[Data extracted from a collection]
+--
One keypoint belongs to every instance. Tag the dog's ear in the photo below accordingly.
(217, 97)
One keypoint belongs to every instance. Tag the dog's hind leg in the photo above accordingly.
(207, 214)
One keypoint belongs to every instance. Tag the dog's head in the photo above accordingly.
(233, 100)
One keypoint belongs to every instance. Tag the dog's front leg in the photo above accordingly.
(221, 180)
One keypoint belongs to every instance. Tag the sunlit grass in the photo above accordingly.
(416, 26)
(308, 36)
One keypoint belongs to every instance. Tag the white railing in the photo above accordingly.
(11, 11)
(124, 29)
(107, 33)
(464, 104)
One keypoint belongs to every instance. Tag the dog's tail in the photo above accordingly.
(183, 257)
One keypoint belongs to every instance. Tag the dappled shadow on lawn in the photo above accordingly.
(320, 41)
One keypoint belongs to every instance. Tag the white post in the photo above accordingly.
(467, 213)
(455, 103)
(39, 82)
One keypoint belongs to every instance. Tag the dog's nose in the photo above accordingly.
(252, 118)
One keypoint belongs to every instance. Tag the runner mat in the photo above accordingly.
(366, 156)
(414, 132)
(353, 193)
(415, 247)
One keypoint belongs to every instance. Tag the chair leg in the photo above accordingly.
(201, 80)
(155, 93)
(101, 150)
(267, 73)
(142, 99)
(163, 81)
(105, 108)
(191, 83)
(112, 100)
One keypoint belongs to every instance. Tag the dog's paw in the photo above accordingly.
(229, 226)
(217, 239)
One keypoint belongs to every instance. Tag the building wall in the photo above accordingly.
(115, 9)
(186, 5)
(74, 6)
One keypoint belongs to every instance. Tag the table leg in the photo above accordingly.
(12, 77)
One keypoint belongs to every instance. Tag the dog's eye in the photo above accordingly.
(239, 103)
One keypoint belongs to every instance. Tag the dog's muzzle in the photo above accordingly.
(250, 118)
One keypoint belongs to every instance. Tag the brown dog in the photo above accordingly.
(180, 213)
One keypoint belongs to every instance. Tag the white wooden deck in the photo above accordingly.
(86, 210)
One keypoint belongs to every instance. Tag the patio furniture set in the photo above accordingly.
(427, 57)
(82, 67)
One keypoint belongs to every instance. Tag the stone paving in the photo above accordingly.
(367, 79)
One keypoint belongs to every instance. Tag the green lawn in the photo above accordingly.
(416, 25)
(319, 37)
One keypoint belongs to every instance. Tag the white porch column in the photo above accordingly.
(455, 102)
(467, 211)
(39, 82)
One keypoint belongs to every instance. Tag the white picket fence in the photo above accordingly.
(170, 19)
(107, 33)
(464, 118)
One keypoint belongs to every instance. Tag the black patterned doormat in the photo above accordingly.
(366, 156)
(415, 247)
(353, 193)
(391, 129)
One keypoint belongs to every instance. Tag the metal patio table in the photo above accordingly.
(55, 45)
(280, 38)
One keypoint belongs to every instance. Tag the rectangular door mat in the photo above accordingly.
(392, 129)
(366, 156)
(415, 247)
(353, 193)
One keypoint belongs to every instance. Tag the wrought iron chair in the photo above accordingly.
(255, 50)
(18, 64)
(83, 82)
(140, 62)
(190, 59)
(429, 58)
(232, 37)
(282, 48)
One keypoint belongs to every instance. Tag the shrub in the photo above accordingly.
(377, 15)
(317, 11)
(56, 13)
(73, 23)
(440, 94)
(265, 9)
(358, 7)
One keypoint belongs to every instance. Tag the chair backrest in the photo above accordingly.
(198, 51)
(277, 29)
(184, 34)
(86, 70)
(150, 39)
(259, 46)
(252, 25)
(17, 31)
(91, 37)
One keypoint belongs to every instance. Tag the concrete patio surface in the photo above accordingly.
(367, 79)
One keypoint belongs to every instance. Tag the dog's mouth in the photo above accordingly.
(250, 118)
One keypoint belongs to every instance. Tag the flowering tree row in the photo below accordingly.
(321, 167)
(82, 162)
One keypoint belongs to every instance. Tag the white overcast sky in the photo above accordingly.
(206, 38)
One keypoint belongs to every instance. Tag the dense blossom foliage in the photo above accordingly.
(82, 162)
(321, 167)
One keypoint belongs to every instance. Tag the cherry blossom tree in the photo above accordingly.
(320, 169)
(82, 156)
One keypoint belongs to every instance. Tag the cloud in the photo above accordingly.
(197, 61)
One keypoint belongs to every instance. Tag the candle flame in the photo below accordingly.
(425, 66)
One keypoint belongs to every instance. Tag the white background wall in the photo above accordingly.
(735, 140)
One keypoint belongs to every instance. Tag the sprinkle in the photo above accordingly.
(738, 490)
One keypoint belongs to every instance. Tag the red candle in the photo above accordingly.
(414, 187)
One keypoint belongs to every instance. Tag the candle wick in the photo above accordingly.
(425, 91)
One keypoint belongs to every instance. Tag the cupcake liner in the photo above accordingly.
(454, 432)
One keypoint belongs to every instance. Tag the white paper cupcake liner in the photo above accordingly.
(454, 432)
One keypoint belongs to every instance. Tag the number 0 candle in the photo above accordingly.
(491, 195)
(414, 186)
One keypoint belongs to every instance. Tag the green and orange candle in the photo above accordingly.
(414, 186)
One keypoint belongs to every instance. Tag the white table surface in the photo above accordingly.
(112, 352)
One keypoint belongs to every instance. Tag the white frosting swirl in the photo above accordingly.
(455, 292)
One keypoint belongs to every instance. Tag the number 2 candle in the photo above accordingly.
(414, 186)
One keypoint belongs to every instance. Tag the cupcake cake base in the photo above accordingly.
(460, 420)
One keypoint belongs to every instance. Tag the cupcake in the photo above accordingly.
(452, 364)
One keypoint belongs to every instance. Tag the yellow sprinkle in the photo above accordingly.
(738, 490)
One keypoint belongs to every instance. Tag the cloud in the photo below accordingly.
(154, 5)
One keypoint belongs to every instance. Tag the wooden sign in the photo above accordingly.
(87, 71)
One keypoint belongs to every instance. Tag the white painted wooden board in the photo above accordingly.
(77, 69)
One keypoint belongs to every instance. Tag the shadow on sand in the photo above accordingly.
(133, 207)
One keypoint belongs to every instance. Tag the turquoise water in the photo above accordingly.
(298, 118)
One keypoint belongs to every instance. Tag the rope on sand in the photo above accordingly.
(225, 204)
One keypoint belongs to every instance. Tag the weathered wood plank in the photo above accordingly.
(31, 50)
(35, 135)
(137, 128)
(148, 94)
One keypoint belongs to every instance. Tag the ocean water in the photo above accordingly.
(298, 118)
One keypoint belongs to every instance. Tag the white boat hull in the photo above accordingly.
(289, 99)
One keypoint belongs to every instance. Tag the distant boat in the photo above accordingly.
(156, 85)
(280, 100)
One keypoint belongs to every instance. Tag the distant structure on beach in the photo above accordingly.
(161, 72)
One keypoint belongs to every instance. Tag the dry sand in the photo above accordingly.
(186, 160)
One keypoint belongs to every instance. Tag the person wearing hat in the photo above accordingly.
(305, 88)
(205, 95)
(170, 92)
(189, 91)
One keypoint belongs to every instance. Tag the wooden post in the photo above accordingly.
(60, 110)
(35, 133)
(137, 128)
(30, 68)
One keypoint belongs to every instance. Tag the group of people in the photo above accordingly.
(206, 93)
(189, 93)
+--
WORK TO BE COMPLETED: Give back the entries exactly. Omit none of them.

ANSWER SECTION:
One keypoint belongs to every instance. Tag the dog's ear in the photo below accordingly.
(217, 97)
One keypoint belongs to every instance. Tag the dog's hind leg in the photo above accordingly.
(207, 214)
One keypoint belongs to every instance. Tag the dog's head in the photo above accordingly.
(233, 100)
One keypoint belongs to every instance. Tag the dog's front leg in the photo above accordingly.
(221, 180)
One keypoint belongs to every instance. Tag the sunlit grass in the photo above accordingly.
(416, 26)
(308, 36)
One keypoint belongs to every instance. Tag the white railing in the photo above accordingly.
(11, 11)
(124, 29)
(107, 33)
(464, 104)
One keypoint belongs to every instance. Tag the dog's tail in the photo above accordingly.
(183, 257)
One keypoint belongs to every instance. Tag the dappled shadow on lawn in the photo above accordingly.
(320, 41)
One keypoint belongs to every instance. Tag the white post in the photo above accordingly.
(467, 213)
(455, 103)
(39, 82)
One keypoint belongs to every instance. Tag the dog's nose in the photo above accordingly.
(252, 118)
One keypoint belongs to every instance. Tag the runner mat in the photo above accordingly.
(366, 156)
(414, 132)
(353, 193)
(415, 247)
One keypoint belongs to every instance. Tag the chair leg in the photo above accordingly.
(201, 80)
(155, 93)
(101, 150)
(267, 73)
(142, 99)
(163, 81)
(105, 108)
(191, 83)
(112, 100)
One keypoint belongs to every instance. Tag the dog's paw in the photo above accordingly.
(229, 226)
(217, 239)
One keypoint belongs to every instance. Tag the building wall in the photo above accordingly.
(115, 9)
(186, 5)
(74, 6)
One keypoint belongs to every instance. Tag the table leg in the photo above accordingly.
(12, 77)
One keypoint belongs to every instance. Tag the dog's eye in the photo above accordingly.
(239, 103)
One keypoint belongs to every instance. Tag the dog's muzzle in the photo above accordingly.
(250, 118)
One keypoint belongs to every instance. Tag the brown dog in the photo above accordingly.
(180, 213)
One keypoint belongs to every instance. Tag the white wooden deck in the photo above accordingly.
(86, 210)
One keypoint belongs to every instance. Tag the patio furniture set in the photo above accordingly.
(427, 57)
(82, 67)
One keypoint belongs to every instance. Tag the stone paving in the photo above accordingly.
(367, 79)
One keypoint belongs to every instance. Tag the green lawn in the photo above accordingly.
(416, 25)
(319, 37)
One keypoint belongs to every instance. Tag the white porch column in the photo above accordingly.
(455, 102)
(467, 211)
(39, 82)
One keypoint belongs to every instance. Tag the white picket fence in the photo above accordingly.
(170, 19)
(107, 33)
(464, 118)
One keypoint belongs to every instance. Tag the black patterned doormat in the photo above accordingly.
(366, 156)
(415, 247)
(353, 193)
(391, 129)
One keypoint belongs to every instance. Tag the metal patio table in the photo above accordingly.
(55, 45)
(280, 38)
One keypoint belongs to every instance. Tag the rectangular door mat in the photo above accordingly.
(392, 129)
(366, 156)
(415, 247)
(353, 193)
One keypoint belongs to every instance. Tag the wrought iron chair in the photo above accordingly.
(255, 50)
(18, 64)
(83, 82)
(140, 62)
(190, 59)
(429, 58)
(232, 37)
(282, 48)
One keypoint belongs to every instance. Tag the shrub in the photo above accordingly.
(377, 15)
(317, 11)
(56, 13)
(73, 23)
(440, 94)
(265, 9)
(358, 7)
One keypoint belongs to every instance. Tag the chair backrest in the photo above accordingly.
(198, 51)
(277, 29)
(184, 34)
(86, 70)
(150, 39)
(259, 46)
(252, 25)
(17, 31)
(91, 37)
One keypoint belongs to every instance. Tag the concrete patio surface in the photo above accordingly.
(367, 79)
One keypoint belongs to every instance. Tag the dog's mouth in the photo above accordingly.
(250, 118)
One keypoint belongs to every instance. Tag the flowering tree row in the photo below accordingly.
(321, 167)
(82, 162)
One keypoint belongs to every instance. Tag the white overcast sky in the photo above accordingly.
(206, 38)
One keypoint belongs to every instance. Tag the dense blossom foliage in the photo above accordingly.
(82, 162)
(321, 167)
One keypoint belongs to every instance. Tag the cherry blossom tree in the photo above accordingly.
(320, 169)
(82, 156)
One keypoint belongs to every instance. Tag the cloud in the photo above accordingly.
(197, 61)
One keypoint belongs to every instance. Tag the candle flame in the photo below accordingly.
(425, 66)
One keypoint belongs to every instance. Tag the white background wall in the photo above accordingly.
(735, 140)
One keypoint belongs to every instance. Tag the sprinkle in the photo above accordingly.
(738, 490)
One keypoint belongs to every instance. Tag the red candle in the photo above accordingly.
(414, 187)
One keypoint belongs to every instance. Tag the candle wick in the photo above accordingly.
(425, 91)
One keypoint belongs to every instance. Tag the cupcake liner in the photo above accordingly.
(454, 432)
One keypoint belongs to every instance. Tag the white paper cupcake liner in the photo above accordingly.
(454, 432)
One keypoint belongs to every instance. Tag the number 0 candle in the photo above accordingly.
(491, 195)
(414, 186)
One keypoint belongs to every instance. Tag the green and orange candle in the photo above accordingly.
(414, 186)
One keypoint belongs to every instance. Tag the white table surface in the photo above accordingly.
(112, 352)
One keypoint belongs to every instance. Tag the white frosting swirl in the photo above accordingly.
(455, 292)
One keypoint belongs to every instance. Tag the number 2 candle in the photo above accordingly.
(414, 186)
One keypoint belongs to every instance. Tag the cupcake cake base in the photo above accordingly.
(460, 420)
One keypoint belongs to every instance. Tag the cupcake in the photo above accordingly.
(452, 364)
One keypoint belongs to every instance. Tag the yellow sprinkle in the photo above accordingly.
(738, 490)
One keypoint belongs to every instance. Tag the cloud in the photo below accordingly.
(154, 5)
One keypoint belongs to every instance. Tag the wooden sign in the photo above accordingly.
(87, 71)
One keypoint belongs to every instance. Tag the white painted wooden board in the photo above accordingly.
(77, 69)
One keypoint belongs to every instance. Tag the shadow on sand in the photo above accordingly.
(133, 207)
One keypoint belongs to every instance. Tag the turquoise water in the photo above accordingly.
(298, 118)
One keypoint belongs to every instance. Tag the rope on sand in the photo above accordingly.
(225, 204)
One keypoint belongs to every instance. Tag the weathered wood plank in the photo above accordingly.
(31, 50)
(35, 135)
(137, 128)
(148, 94)
One keypoint belongs to every instance. Tag the ocean water in the photo above accordingly.
(298, 118)
One keypoint belongs to every instance. Tag the white boat hull in the photo above accordingly.
(289, 99)
One keypoint belongs to every instance. Tag the distant boat in the photo above accordingly.
(156, 85)
(280, 100)
One keypoint belongs to every instance. Tag the distant structure on beach in the photo above accordingly.
(161, 72)
One keypoint belongs to every instance. Tag the dry sand in the photo above accordingly.
(186, 160)
One keypoint belongs to every instance. Tag the person wearing hat in the photo above accordingly.
(305, 88)
(205, 95)
(170, 92)
(189, 91)
One keypoint belongs to every instance. Tag the wooden post in the photo above accordingly.
(60, 110)
(35, 133)
(137, 128)
(30, 68)
One keypoint belongs to every instance. Tag the group of people in the photo above accordingly.
(206, 93)
(189, 93)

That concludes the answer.